В этом смысле стоит по достоинству оценить способности Лоры, которой удалось довести в общем-то неплохого аналитика до состояния, в котором он обрывает ей телефон, бросается бежать к ней домой, рвет ручку ее двери, пытаясь во что бы то ни стало сократить дистанцию вместо того, чтобы продолжать ее удерживать и ни в коем случае не приближаться, учитывая сказанное Фрейдом о переносе и общем характере анализа истерии. Тем не менее, как мы видим, Линднер оказывается заражен той педагогической повесткой, на которой все это время в анализе настаивала Лора. Собственно, поэтому Фрейд в работе о любви в переносе указывает, что попытки истерички сблизиться нельзя трактовать буквально, за ними стоят совершенно иные процессы, имеющие агрессивный характер.

Таким образом, хотя Лора ничего не говорит о “черноте” или “заразе” и этого мотива нет в ее анамнезе, тем не менее заражение пронизывает ее отношения с аналитиком на том же уровне, на котором Месмер описывает действие флюида: она “заражает” Линднера, соблазняя его продемонстрировать нечто вроде самоотверженного признания своих душевных порывов, призывает его совершить бросок в чувственные переживания, которые должны, по всей видимости, превратить его из сухого аналитика в существо, больше подходящее под нужды истерички. Т.е. перед нами классическая революция личности в том виде, в котором ее сегодня предлагают в музыке, фильмах и других продуктах культуры – это всегда переизбыток чувств, взрыв которых все меняет.

_____

▶ _Список заданий_:
a – Что, согласно отрывку выше о Лоре и Линднере, Фрейд в работе о любви в переносе говорит о попытках истерички сблизиться?
b – Допишите отрывок о Лоре и Линднере дальше, начиная сразу после его последнего предложения.

_____

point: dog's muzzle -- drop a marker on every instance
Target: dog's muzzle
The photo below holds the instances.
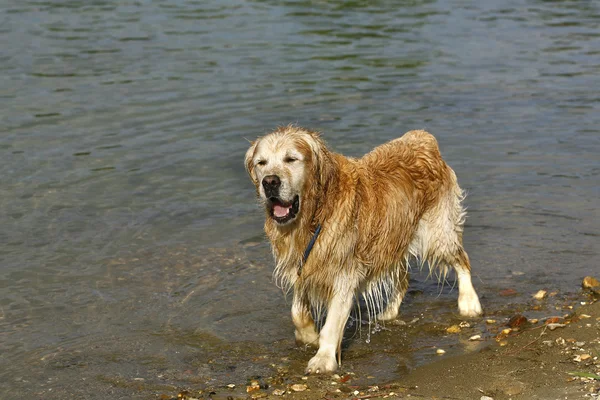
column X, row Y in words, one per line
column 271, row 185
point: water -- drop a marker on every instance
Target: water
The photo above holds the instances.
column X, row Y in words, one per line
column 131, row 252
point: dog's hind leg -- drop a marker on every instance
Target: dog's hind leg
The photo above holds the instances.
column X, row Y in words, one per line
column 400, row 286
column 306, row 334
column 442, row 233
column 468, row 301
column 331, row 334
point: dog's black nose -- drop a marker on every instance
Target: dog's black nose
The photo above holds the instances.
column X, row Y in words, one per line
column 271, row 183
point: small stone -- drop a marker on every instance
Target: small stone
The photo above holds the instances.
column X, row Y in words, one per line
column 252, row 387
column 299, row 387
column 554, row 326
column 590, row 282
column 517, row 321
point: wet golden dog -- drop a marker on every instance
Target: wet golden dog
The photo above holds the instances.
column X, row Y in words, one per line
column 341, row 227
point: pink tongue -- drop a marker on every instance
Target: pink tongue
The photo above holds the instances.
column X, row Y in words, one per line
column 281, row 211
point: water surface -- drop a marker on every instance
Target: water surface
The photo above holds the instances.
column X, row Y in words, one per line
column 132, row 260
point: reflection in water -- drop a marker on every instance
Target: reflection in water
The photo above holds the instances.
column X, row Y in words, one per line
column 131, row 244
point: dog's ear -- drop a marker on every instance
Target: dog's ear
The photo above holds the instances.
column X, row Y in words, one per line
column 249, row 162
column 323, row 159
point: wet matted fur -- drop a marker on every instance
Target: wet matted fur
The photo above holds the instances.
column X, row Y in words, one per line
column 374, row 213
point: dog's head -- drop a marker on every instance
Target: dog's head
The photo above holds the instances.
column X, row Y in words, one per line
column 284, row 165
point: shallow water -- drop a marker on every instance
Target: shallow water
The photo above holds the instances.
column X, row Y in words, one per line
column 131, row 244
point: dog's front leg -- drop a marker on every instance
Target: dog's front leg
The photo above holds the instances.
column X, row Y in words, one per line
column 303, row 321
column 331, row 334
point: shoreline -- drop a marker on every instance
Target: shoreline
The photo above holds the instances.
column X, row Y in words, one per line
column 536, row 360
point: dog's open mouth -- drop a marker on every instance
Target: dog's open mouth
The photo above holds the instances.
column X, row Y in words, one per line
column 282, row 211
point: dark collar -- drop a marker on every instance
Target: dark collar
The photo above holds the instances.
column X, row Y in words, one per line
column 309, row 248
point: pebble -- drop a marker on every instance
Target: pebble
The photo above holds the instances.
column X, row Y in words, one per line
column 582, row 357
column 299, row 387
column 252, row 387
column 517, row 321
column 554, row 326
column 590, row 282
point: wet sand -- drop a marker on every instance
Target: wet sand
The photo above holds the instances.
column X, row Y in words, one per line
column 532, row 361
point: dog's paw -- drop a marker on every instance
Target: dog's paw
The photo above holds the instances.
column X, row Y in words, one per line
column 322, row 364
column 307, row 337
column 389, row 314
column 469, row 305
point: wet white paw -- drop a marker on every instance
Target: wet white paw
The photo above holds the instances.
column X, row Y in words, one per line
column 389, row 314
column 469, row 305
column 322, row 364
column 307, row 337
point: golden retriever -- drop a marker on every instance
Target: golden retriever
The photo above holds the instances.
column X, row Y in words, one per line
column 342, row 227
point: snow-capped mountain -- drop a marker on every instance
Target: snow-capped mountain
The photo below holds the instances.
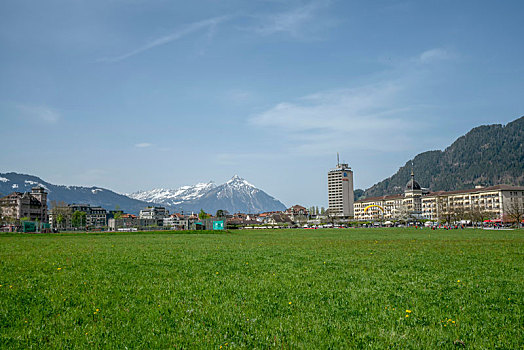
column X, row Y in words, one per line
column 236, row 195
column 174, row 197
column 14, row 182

_____

▶ _Ответы по заданиям_:
a – Их нельзя трактовать буквально: за ними стоят совершенно иные процессы, имеющие агрессивный характер.

b –
2. Ребенок Майка

Следует сказать, что именно так сегодня выглядит развитая истерия: в отличие от фрейдовской эпохи, где она представлена довольно демонстративными и яркими симптомами, чаще всего в форме телесной конверсии, дальнейшее развитие истеризации смещает симптоматику на речь и способы воздействия речью. То, что в случае неразвитой истерии действует как флюид, в развитой действует как речь, так как речь оказывается удобным аналогом флюида благодаря способности “заражать”. Собственно, отсюда проистекает ответ на популярный вопрос о том, кто же сегодня приводит истеричку в анализ? – многим кажется, что должна сохраняться ситуация времен начала анализа, когда девушек приводили их отцы. Тем не менее из практики очевидно, что современный этап развития наделяет истеричку гораздо большей самостоятельностью в этих вопросах, вплоть до того, что она сама в анализ и приходит, чтобы взять шефство над аналитиком и получить от него то признание, на которое она в связи со своей особой позицией претендует.

Теперь, когда мы установили, что в случаях Доры, Пигли и Лоры присутствуют одинаковые мотивы, следует вернуться к сомнению, с которого я начал, и еще раз в контексте истерического невроза спросить: почему конечная интерпретация звучит как “она хотела ребенка от своего отца” и “голод этого невозможного желания мучал ее – голод, который нельзя было насытить”. Проблема в том, что это озарение слишком уж сильно напоминает рекомендацию врача дофрейдовской эпохи: как известно, истеричке рекомендовали обзавестись семьей и родить ребенка, чтобы таким образом эту ее “избыточную женственность” избыть. Т.е. здесь возникает парадокс, в котором всеми силами избегающую классического материнства истеричку вновь сталкивают с этой перспективой, предлагая в качестве лекарства то, от чего она всеми силами отстраняется. Ведь в интерпретации “Лора хотела ребенка от своего отца” и “Пигля хотела ребенка от своего отца” истеричка ставится на типично женскую позицию, и нам предлагают мыслить их симптомы так, как если бы они должны были возникнуть, с одной стороны, в связи с необходимостью открытого конфликта с матерью, поскольку она оказывается конкуренткой, а с другой – в связи с т.н. “запретом на инцест”, т.е. невозможностью вступить с отцом в несуществующие сексуальные отношения.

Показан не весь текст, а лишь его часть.